- [Work to complete]: Reproduce all of the listing below without alteration.

════

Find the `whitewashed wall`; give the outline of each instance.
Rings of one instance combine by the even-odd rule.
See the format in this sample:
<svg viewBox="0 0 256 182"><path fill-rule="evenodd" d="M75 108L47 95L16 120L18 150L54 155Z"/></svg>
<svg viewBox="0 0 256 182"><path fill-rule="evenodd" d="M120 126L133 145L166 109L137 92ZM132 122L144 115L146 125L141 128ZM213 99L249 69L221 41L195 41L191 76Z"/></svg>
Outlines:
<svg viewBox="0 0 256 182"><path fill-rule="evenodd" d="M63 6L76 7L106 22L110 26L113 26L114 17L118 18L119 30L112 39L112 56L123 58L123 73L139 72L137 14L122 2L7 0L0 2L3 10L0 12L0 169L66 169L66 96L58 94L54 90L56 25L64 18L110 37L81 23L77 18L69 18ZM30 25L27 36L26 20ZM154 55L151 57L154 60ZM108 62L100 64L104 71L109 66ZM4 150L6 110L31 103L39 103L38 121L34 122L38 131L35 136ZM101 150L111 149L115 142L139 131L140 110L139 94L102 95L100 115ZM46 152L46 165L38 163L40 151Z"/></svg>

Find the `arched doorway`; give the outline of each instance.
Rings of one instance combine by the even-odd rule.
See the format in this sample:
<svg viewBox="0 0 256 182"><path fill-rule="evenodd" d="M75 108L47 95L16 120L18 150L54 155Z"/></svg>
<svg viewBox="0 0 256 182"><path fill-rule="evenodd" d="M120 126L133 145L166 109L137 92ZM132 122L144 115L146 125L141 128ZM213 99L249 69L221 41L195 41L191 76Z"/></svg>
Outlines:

════

- [The completed task]:
Find the `whitewashed wall`; give the outline of each instance.
Rings of one instance combine by the even-odd rule.
See the format in this sample:
<svg viewBox="0 0 256 182"><path fill-rule="evenodd" d="M75 108L47 95L16 120L18 150L54 155Z"/></svg>
<svg viewBox="0 0 256 182"><path fill-rule="evenodd" d="M120 126L133 145L166 109L137 92ZM132 122L144 115L146 125L141 128ZM213 99L249 69L221 41L195 41L191 76Z"/></svg>
Outlines:
<svg viewBox="0 0 256 182"><path fill-rule="evenodd" d="M63 6L76 7L106 22L110 26L113 26L114 17L118 18L119 30L112 39L112 56L123 58L123 73L139 72L137 14L122 2L7 0L0 2L3 10L0 12L0 169L66 169L66 96L58 94L54 90L56 25L64 18L110 37L81 23L77 18L69 18ZM30 25L27 36L26 20ZM154 55L151 57L154 60ZM108 62L100 64L104 71L109 66ZM4 150L6 110L31 103L39 103L38 121L34 122L38 131L35 136ZM101 150L111 149L115 142L139 131L140 110L139 94L102 95L100 115ZM46 152L46 165L38 163L40 151Z"/></svg>

Find the `arched doorway`; give the outline of each instance.
Rings of one instance combine by the even-odd rule.
See the format in this sample:
<svg viewBox="0 0 256 182"><path fill-rule="evenodd" d="M75 108L47 95L16 120L18 150L54 155Z"/></svg>
<svg viewBox="0 0 256 182"><path fill-rule="evenodd" d="M120 126L133 145L166 109L137 92ZM132 122L144 115L146 125L141 128ZM213 99L249 69L221 41L195 41L191 76Z"/></svg>
Outlines:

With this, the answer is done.